» **EXERCISE OBJECTIVE**
Please rewrite the material below as a numbered list, leaving out any blank lines.

» **MATERIAL**
★ ★ ★ ★ ★ ★ ★

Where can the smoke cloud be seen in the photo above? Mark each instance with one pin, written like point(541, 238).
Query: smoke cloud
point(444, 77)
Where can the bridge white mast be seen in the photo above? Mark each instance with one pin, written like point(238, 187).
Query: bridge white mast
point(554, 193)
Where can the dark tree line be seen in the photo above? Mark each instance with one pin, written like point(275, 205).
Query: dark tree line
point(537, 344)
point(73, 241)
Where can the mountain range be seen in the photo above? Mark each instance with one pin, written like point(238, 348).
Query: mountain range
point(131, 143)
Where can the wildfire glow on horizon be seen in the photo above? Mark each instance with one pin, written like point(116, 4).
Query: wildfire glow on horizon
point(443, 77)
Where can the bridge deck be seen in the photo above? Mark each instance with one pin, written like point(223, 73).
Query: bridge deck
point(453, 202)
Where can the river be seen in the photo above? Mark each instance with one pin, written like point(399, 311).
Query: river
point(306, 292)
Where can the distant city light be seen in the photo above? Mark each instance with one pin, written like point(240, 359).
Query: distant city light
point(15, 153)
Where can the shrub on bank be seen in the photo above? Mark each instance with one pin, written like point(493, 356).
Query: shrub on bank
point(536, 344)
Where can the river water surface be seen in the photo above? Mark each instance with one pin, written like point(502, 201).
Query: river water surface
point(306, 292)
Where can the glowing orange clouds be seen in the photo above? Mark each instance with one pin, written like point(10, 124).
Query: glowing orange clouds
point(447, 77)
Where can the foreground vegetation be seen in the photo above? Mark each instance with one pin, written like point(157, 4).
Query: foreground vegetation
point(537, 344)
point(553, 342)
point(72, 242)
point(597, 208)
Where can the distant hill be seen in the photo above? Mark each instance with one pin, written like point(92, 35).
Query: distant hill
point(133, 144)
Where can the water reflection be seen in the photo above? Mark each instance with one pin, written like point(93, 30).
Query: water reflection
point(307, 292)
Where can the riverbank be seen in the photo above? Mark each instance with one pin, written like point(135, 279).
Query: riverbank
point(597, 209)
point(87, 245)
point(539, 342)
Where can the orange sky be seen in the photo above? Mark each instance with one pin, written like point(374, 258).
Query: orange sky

★ ★ ★ ★ ★ ★ ★

» **EXPECTED ANSWER**
1. Where can the smoke cloud be seen in the photo above? Mark each instance with one pin, written like point(541, 238).
2. Query: smoke cloud
3. point(444, 77)
4. Where can the bridge white mast be seen in the photo above? Mark each instance with one pin, written like point(238, 187).
5. Query: bridge white mast
6. point(554, 193)
7. Where can the dark tree line be seen in the photo above? Mark each instance with one pin, written like point(275, 205).
8. Query: dark tree line
9. point(537, 344)
10. point(73, 241)
11. Where can the mountain range be seen in the photo above? Mark each instance with one pin, written like point(238, 348).
12. Query: mountain range
13. point(131, 143)
14. Where can the wildfire glow on horizon be seen in the photo above? Mark each instance with one pin, written like point(116, 4).
15. Query: wildfire glow on horizon
16. point(443, 77)
17. Where can the bridge deck be seen in the photo above? Mark each instance with one pin, written like point(223, 73).
18. Query: bridge deck
19. point(453, 202)
20. Where can the river be seen in the photo above? Mark each instance with one pin, written like point(399, 311).
21. Query: river
22. point(306, 292)
23. Where can the distant city light be seen in the photo above? Mark each instance with one pin, written like point(240, 359).
24. Query: distant city light
25. point(15, 153)
26. Where can the shrub on bank be seen in the photo above? Mark each instance with one pin, written like point(493, 356).
27. Query: shrub on bank
28. point(536, 344)
29. Where can the river water surface be seen in the photo above? Mark each instance with one pin, written like point(502, 201).
30. Query: river water surface
31. point(306, 292)
32. Where can the glowing orange clouds be seen in the photo above? Mark each instance with one pin, written like point(10, 124).
33. Query: glowing orange clouds
34. point(447, 77)
35. Where can the foreground vegetation be seen in the photo above? Mark each instance with one pin, written like point(157, 4).
36. Query: foreground vegetation
37. point(537, 344)
38. point(553, 342)
39. point(72, 242)
40. point(597, 208)
41. Where can the distant hill be seen in the photo above? Mark each instance with one pin, written like point(92, 35).
42. Query: distant hill
43. point(133, 144)
44. Where can the water reflection be seen in the photo above? Mark each instance with one pin, written like point(93, 30).
45. Query: water reflection
46. point(307, 292)
47. Where can the riverbank be seen in the photo above? Mark each instance with one pin, written like point(135, 279).
48. Query: riverbank
49. point(597, 209)
50. point(87, 245)
51. point(539, 342)
52. Where can the orange sky be seen in the photo above? Mark each instance with one pin, written like point(374, 258).
53. Query: orange sky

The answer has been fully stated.